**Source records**
═══
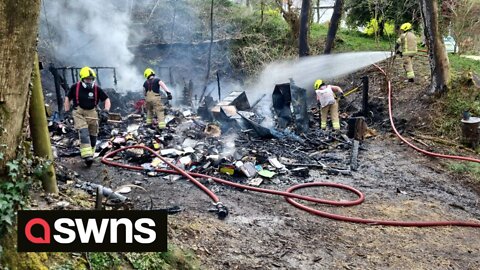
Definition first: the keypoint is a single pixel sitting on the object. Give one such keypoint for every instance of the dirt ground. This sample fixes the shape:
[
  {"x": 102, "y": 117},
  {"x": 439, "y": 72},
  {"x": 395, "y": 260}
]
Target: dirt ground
[{"x": 265, "y": 232}]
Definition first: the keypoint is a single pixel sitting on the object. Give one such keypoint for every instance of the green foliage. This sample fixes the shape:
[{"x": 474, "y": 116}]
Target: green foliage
[
  {"x": 104, "y": 260},
  {"x": 174, "y": 258},
  {"x": 349, "y": 40},
  {"x": 360, "y": 12},
  {"x": 461, "y": 97},
  {"x": 262, "y": 41},
  {"x": 373, "y": 27},
  {"x": 462, "y": 64},
  {"x": 14, "y": 188}
]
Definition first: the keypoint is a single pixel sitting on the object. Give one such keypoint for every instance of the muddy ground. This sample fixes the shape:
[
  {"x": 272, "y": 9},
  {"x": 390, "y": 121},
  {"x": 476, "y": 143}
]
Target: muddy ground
[{"x": 265, "y": 232}]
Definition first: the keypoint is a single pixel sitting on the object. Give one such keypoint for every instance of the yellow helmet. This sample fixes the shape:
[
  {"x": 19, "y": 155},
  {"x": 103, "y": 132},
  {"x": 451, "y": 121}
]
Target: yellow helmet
[
  {"x": 148, "y": 72},
  {"x": 405, "y": 27},
  {"x": 86, "y": 72},
  {"x": 317, "y": 84}
]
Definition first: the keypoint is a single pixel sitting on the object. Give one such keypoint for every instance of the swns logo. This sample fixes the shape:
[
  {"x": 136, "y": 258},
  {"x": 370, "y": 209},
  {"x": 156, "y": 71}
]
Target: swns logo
[{"x": 85, "y": 231}]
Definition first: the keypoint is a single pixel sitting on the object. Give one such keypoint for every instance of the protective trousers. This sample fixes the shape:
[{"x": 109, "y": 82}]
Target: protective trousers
═══
**Task to complete**
Using the material above, return every line exactly as it appears, minus the pictures.

**Task output**
Definition first: the keypoint is a single pixel sitting on the object. Give one such keypoint for every instance of the dirt ground. This sample fixes the shape:
[
  {"x": 102, "y": 117},
  {"x": 439, "y": 72},
  {"x": 395, "y": 260}
]
Target: dirt ground
[{"x": 265, "y": 232}]
Definition first: the keypoint is a single pixel sitting on the object. Give one such keypoint for every instance of the green foliage. This sample fixes the shape:
[{"x": 474, "y": 116}]
Target: green foliage
[
  {"x": 104, "y": 260},
  {"x": 174, "y": 258},
  {"x": 349, "y": 40},
  {"x": 360, "y": 12},
  {"x": 461, "y": 97},
  {"x": 262, "y": 41},
  {"x": 373, "y": 27},
  {"x": 462, "y": 64},
  {"x": 14, "y": 188}
]
Definition first: the keypoint is a single pixel sitting on the object. Give one such keypoint for every instance of the muddy ground. This sample fixes the shape:
[
  {"x": 272, "y": 9},
  {"x": 390, "y": 121},
  {"x": 476, "y": 143}
]
Target: muddy ground
[{"x": 265, "y": 232}]
Definition first: the keypoint is a single pixel sitting on the object. Give one such keypoint for every instance of the yellow helmet. This sample fixes the shape:
[
  {"x": 19, "y": 155},
  {"x": 103, "y": 132},
  {"x": 451, "y": 121}
]
Target: yellow helmet
[
  {"x": 148, "y": 72},
  {"x": 405, "y": 27},
  {"x": 86, "y": 72},
  {"x": 317, "y": 84}
]
Definition first: the keypoint is a single pixel sitting on the object. Give one such keypoint for every instance of the swns logo. This sample fixes the shape:
[
  {"x": 136, "y": 258},
  {"x": 370, "y": 209},
  {"x": 156, "y": 71}
]
Target: swns logo
[{"x": 85, "y": 231}]
Definition first: the keypoint is a single pixel sitting on the object. Give one such keypoint for every instance of the protective trousers. This sample fixes the shape:
[{"x": 109, "y": 82}]
Target: protective trousers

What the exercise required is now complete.